What you are asked to do: Retype the entries below word for word, leaving out every picture.

Region pointing data:
################
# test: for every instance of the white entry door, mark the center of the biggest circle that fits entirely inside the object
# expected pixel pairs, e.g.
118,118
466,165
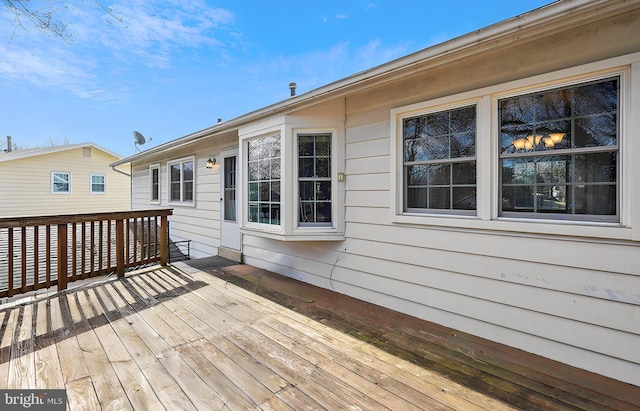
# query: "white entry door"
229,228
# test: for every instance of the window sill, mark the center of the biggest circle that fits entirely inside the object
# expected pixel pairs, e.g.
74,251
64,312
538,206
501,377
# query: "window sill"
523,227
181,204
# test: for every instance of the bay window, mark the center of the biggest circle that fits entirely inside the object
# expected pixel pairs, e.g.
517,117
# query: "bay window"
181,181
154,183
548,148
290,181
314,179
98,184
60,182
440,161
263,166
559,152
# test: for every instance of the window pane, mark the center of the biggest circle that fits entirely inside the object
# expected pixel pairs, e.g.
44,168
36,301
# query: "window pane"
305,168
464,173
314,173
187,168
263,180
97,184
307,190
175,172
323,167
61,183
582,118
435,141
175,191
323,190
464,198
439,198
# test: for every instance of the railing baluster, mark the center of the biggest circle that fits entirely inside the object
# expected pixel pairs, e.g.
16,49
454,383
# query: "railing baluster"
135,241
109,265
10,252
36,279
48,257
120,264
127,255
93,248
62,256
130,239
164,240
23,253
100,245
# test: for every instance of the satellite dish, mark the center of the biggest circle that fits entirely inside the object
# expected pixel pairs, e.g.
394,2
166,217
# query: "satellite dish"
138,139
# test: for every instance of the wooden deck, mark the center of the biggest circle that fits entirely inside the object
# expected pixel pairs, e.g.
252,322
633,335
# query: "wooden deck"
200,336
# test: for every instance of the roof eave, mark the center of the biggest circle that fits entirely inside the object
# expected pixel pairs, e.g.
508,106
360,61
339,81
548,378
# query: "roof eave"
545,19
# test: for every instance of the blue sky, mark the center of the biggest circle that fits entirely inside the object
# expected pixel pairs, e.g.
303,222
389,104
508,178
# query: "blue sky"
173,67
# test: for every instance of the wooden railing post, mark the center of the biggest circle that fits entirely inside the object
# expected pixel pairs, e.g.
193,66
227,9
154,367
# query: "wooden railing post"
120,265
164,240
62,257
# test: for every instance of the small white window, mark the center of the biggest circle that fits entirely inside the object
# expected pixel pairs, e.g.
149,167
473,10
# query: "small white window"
################
Written answer:
# test: for every instance of the white entry door, mark the center of the biggest circle that fits entirely inside the object
# expected pixel pairs, e.g.
118,118
466,165
# query: "white entry door"
229,228
# test: for every instance of the window sill, mark the center of the biggest circle that fits entirely inside the object
# expected pixel pairs, e.g.
74,251
64,312
538,206
501,377
# query: "window sill"
523,227
181,204
# test: for every instance of the bay window, mark the center of the biggest circle that fits entirely inside the object
# expected pixel pairs, e.g.
517,117
# query: "bay window"
181,181
154,183
548,148
290,181
314,179
98,184
60,182
440,161
263,166
559,152
# test: for every instance of the window pane, mark the center of the biggest circle that fits entirely inside the object
# expected pixel pairs, e.g.
44,168
36,301
# query: "window pane"
305,168
464,173
314,173
187,168
263,180
97,184
307,190
175,172
323,167
61,183
582,118
435,141
175,191
323,190
464,198
439,198
# test: for every instance of the railing baluster, mark the center of the biggest circle that fits entirely inside the object
# expected pixel pairs, e.g.
16,49
454,383
# query: "railing baluster"
135,241
109,265
10,252
36,279
48,257
120,264
127,255
93,248
62,256
130,239
164,240
23,253
100,245
# test: for every instance of the satellite dish, mark the center of the biggest circle that fits entirely inside the object
# expected pixel pairs, e.g.
394,2
166,217
# query: "satellite dish"
138,139
# test: for every instance of the wooden deck, mark the center of the biggest circle that fits entirely inside the object
# expected pixel pairs, e.g.
252,322
633,335
# query: "wooden deck"
200,336
# test: for every instance of the roof eave, mark the center of the biggest circle that fits entirely inside the object
# expected pixel pairs, e.g.
508,106
360,61
339,81
548,378
# query: "roof eave"
545,19
# test: for every instance of the blue sky, mark the center of the biggest circle that fits entirely inside the object
# expected pixel pairs, e.g.
303,222
389,104
508,178
# query: "blue sky"
173,67
# test: for every instance of the wooden railing post, mark the center of the biggest circle that fits entirely inside the object
# expected pixel pairs, e.g.
193,66
227,9
154,367
# query: "wooden railing post"
120,265
164,240
62,257
# test: for every instance of the small white window, mark the center of the biggest circle that fits entirely inside the object
# expected pixel pairs, e.g.
149,167
473,10
# query: "small white window"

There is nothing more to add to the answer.